_WHAT YOU NEED TO DO_
Once you have read the entries below, give them all again without any difference.

(Stored data entries)
------------------------------------------------------------------------
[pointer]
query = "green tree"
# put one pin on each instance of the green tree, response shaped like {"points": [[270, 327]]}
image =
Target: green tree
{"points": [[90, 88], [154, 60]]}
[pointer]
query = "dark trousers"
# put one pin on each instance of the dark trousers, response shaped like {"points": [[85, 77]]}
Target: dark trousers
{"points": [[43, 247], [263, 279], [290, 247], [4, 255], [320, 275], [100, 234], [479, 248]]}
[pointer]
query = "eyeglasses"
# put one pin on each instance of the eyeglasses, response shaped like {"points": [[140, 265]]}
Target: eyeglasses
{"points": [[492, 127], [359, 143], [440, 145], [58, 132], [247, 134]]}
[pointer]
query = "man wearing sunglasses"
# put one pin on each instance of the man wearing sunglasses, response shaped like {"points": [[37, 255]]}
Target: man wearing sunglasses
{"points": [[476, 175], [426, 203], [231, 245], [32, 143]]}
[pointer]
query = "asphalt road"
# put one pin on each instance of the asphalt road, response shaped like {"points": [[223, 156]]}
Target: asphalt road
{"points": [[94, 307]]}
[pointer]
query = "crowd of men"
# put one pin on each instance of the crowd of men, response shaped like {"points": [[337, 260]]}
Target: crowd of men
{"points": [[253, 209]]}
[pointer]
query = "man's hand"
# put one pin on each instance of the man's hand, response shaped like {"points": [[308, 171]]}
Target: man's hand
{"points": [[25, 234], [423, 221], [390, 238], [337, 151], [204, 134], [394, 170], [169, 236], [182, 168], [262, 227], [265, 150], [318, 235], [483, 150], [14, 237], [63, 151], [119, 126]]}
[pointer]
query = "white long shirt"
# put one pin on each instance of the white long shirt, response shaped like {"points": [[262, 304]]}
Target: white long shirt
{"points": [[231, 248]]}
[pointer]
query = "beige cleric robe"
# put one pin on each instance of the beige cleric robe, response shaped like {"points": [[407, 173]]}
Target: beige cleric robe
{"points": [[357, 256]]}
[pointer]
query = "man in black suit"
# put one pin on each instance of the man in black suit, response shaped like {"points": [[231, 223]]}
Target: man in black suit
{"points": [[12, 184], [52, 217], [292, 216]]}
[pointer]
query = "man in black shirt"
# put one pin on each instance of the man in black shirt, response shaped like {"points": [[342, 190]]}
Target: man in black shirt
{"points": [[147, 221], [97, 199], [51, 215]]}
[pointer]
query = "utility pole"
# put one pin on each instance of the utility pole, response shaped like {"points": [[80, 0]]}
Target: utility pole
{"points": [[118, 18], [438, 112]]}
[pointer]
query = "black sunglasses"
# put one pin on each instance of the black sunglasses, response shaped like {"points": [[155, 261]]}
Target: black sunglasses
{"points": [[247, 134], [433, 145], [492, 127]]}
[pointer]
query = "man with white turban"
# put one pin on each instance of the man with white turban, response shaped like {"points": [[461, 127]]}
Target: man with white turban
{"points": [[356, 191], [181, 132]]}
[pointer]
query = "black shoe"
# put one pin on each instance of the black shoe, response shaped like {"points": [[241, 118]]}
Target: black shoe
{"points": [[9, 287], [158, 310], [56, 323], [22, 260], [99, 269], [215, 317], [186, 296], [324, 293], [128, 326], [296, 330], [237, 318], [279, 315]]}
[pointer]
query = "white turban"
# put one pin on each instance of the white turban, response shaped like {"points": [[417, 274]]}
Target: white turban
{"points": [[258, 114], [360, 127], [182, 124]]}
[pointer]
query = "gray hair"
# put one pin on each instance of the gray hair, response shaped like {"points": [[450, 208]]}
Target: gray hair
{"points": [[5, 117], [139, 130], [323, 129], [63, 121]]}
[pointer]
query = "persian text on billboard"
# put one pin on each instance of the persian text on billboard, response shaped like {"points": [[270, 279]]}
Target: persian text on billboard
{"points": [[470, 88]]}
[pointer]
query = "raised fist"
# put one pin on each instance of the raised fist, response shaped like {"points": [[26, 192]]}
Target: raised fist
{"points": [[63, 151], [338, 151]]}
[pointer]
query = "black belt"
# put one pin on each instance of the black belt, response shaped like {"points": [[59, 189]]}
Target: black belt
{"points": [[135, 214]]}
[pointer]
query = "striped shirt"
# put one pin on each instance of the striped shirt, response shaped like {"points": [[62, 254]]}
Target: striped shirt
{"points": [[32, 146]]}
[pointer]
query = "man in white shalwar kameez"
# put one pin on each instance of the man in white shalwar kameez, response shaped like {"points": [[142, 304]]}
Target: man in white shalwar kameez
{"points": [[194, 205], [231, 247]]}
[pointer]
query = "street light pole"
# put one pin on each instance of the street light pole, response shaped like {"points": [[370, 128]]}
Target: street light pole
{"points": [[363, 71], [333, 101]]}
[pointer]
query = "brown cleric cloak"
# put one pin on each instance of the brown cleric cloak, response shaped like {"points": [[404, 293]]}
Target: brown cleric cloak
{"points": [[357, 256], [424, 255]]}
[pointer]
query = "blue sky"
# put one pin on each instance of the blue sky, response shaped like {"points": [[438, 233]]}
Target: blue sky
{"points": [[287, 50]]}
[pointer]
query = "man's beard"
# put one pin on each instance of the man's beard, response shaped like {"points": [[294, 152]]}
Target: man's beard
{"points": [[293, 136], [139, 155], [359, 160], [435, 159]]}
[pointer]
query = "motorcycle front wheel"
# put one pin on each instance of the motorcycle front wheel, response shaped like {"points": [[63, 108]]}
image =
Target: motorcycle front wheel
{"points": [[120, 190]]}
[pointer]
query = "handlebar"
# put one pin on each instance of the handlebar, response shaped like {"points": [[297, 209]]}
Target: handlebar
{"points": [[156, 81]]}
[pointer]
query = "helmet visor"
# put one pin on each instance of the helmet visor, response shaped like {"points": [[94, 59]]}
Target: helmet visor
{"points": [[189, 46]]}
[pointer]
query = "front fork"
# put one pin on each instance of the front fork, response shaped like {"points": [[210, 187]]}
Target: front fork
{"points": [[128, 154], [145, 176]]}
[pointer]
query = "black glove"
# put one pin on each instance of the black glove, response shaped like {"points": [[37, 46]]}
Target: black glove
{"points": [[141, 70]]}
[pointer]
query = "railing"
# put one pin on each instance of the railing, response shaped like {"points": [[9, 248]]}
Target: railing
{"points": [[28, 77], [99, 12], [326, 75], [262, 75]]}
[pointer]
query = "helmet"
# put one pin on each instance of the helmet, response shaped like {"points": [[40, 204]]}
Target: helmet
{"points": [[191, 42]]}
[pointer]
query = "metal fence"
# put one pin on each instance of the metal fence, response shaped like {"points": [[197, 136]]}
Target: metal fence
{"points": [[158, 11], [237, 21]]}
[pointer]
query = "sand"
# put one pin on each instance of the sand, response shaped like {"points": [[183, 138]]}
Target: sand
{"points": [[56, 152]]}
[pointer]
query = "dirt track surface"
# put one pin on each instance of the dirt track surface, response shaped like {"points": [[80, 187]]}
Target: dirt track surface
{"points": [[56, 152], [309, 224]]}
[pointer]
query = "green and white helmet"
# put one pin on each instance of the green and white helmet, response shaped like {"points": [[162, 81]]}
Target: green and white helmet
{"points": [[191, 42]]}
------------------------------------------------------------------------
_RESULT FOR THIS TASK_
[pointer]
query = "green tree"
# put one pin on each instance of the green tree, response shaped like {"points": [[270, 327]]}
image =
Target: green tree
{"points": [[90, 88], [154, 60]]}
[pointer]
query = "dark trousers"
# put one pin on each instance of the dark trousers, response shaped like {"points": [[85, 77]]}
Target: dark trousers
{"points": [[43, 247], [263, 279], [290, 247], [4, 255], [320, 275], [100, 234], [479, 248]]}
[pointer]
query = "eyeglasses"
# put one pin on each instance of the eyeglasses, response shaped like {"points": [[140, 265]]}
Target: eyeglasses
{"points": [[492, 127], [359, 143], [440, 145], [58, 132], [247, 134]]}
[pointer]
query = "man wearing sunglasses"
# put one pin on each instance of the man wearing sunglasses, response shaped like {"points": [[37, 255]]}
Target: man wearing sunglasses
{"points": [[476, 175], [426, 203], [231, 245], [32, 143]]}
[pointer]
query = "asphalt road"
# put one pin on each instance of the asphalt road, response shaped like {"points": [[223, 156]]}
Target: asphalt road
{"points": [[94, 307]]}
[pointer]
query = "crowd of men"
# put one pin on each instance of the crowd of men, response shaped like {"points": [[337, 260]]}
Target: crowd of men
{"points": [[253, 209]]}
[pointer]
query = "man's hand"
# put one pin on each instance of the man's hand, response shaped like {"points": [[308, 171]]}
Target: man's hand
{"points": [[25, 234], [423, 221], [390, 238], [337, 151], [204, 134], [394, 170], [169, 236], [182, 168], [262, 227], [265, 150], [318, 235], [483, 150], [14, 237], [63, 151], [119, 126]]}
[pointer]
query = "white long shirt"
# put one pin on each instance of the white long shirt, response shaped like {"points": [[262, 304]]}
Target: white long shirt
{"points": [[231, 248]]}
[pointer]
query = "beige cleric robe"
# put one pin on each instance of the beige cleric robe, response shaped like {"points": [[407, 173]]}
Target: beige cleric robe
{"points": [[357, 256]]}
[pointer]
query = "man in black suit"
# put one pin on each instance of the man in black suit, response shaped like {"points": [[231, 223]]}
Target: man in black suit
{"points": [[12, 184], [52, 217], [292, 216]]}
[pointer]
query = "man in black shirt"
# put one pin on each instance of the man in black shirt, response shaped like {"points": [[342, 190]]}
Target: man in black shirt
{"points": [[147, 221], [97, 199], [51, 215]]}
[pointer]
query = "utility pole"
# put one pin on each instance of the utility pole, response shaped like {"points": [[80, 0]]}
Target: utility pole
{"points": [[118, 18], [438, 112]]}
[pointer]
query = "black sunglasses"
# put one pin on each instance of the black sunglasses, response shaped like {"points": [[155, 261]]}
Target: black sunglasses
{"points": [[247, 134], [433, 145], [492, 127]]}
[pointer]
query = "man with white turban"
# put one pin on each instance of the man with white turban, response shaped like {"points": [[461, 127]]}
Target: man with white turban
{"points": [[356, 191], [181, 132]]}
[pointer]
query = "black shoe"
# put one pin on each instance of the black shoe, response shaped like {"points": [[241, 118]]}
Target: black shoe
{"points": [[9, 287], [158, 310], [56, 323], [22, 260], [99, 269], [215, 317], [186, 296], [324, 293], [128, 326], [296, 330], [237, 318], [279, 315]]}
[pointer]
query = "white turban"
# put one pin on each instance of the white turban, response shaped like {"points": [[417, 274]]}
Target: white turban
{"points": [[258, 114], [360, 127], [182, 124]]}
[pointer]
query = "gray hair"
# put one pin on each instance of the gray hair, response shaped like {"points": [[450, 208]]}
Target: gray hair
{"points": [[5, 117], [139, 130], [323, 129], [63, 121]]}
[pointer]
query = "persian text on billboard"
# put one pin on each instance of the persian text on billboard, response shaped like {"points": [[270, 279]]}
Target: persian text on billboard
{"points": [[470, 88]]}
[pointer]
query = "raised fist"
# put one pin on each instance of the raised fist, response shaped like {"points": [[26, 192]]}
Target: raised fist
{"points": [[63, 151], [338, 151]]}
[pointer]
query = "black belt"
# put one pin on each instance of the black belt, response shaped like {"points": [[59, 189]]}
Target: black belt
{"points": [[135, 214]]}
[pointer]
query = "striped shirt"
# put one pin on each instance of the striped shirt, response shaped like {"points": [[62, 254]]}
Target: striped shirt
{"points": [[32, 146]]}
[pointer]
query = "man in white shalwar kameez"
# put one pin on each instance of the man in white shalwar kameez, response shaped like {"points": [[142, 304]]}
Target: man in white shalwar kameez
{"points": [[194, 205], [231, 247]]}
[pointer]
query = "street light pole"
# put one pin on each instance of the street light pole, response shaped like {"points": [[370, 128]]}
Target: street light pole
{"points": [[363, 71], [333, 101]]}
[pointer]
query = "brown cleric cloak"
# put one pin on each instance of the brown cleric cloak, response shaped like {"points": [[404, 293]]}
Target: brown cleric cloak
{"points": [[357, 256], [424, 255]]}
[pointer]
query = "blue sky"
# put one pin on each instance of the blue sky, response shaped like {"points": [[438, 233]]}
Target: blue sky
{"points": [[287, 50]]}
[pointer]
query = "man's beard"
# put one pin on each instance of the man's beard, response shaped like {"points": [[294, 152]]}
Target: man's beard
{"points": [[293, 136], [139, 155], [359, 160], [435, 159]]}
[pointer]
query = "motorcycle front wheel"
# put one pin on each instance of the motorcycle front wheel, response shaped like {"points": [[63, 108]]}
image =
Target: motorcycle front wheel
{"points": [[120, 190]]}
[pointer]
query = "handlebar"
# put one pin on each instance of the handlebar, response shaped like {"points": [[297, 209]]}
Target: handlebar
{"points": [[156, 81]]}
[pointer]
query = "helmet visor"
# put one pin on each instance of the helmet visor, response shaped like {"points": [[94, 59]]}
Target: helmet visor
{"points": [[189, 46]]}
[pointer]
query = "front fork"
# put one pin on each instance of the front fork, response shaped like {"points": [[210, 187]]}
Target: front fork
{"points": [[128, 154], [145, 176]]}
[pointer]
query = "black glove"
# put one pin on each instance of the black glove, response shaped like {"points": [[37, 46]]}
Target: black glove
{"points": [[141, 70]]}
[pointer]
query = "railing"
# put one pin on each instance of the railing, response shaped like {"points": [[9, 248]]}
Target: railing
{"points": [[28, 77], [99, 12], [326, 75], [262, 75]]}
[pointer]
query = "helmet"
# put one pin on each instance of the helmet, response shaped like {"points": [[40, 204]]}
Target: helmet
{"points": [[191, 42]]}
[pointer]
query = "metal fence"
# put one pin on each instance of the metal fence, response shaped like {"points": [[197, 136]]}
Target: metal fence
{"points": [[158, 11], [237, 21]]}
[pointer]
query = "sand"
# put one pin on each instance of the sand, response shaped like {"points": [[183, 138]]}
Target: sand
{"points": [[56, 152]]}
[pointer]
query = "dirt track surface"
# put one pin on each instance of the dirt track surface, response shaped like {"points": [[80, 187]]}
Target: dirt track surface
{"points": [[56, 152], [309, 224]]}
[pointer]
query = "green and white helmet"
# put one pin on each instance of the green and white helmet, response shaped like {"points": [[162, 81]]}
Target: green and white helmet
{"points": [[191, 42]]}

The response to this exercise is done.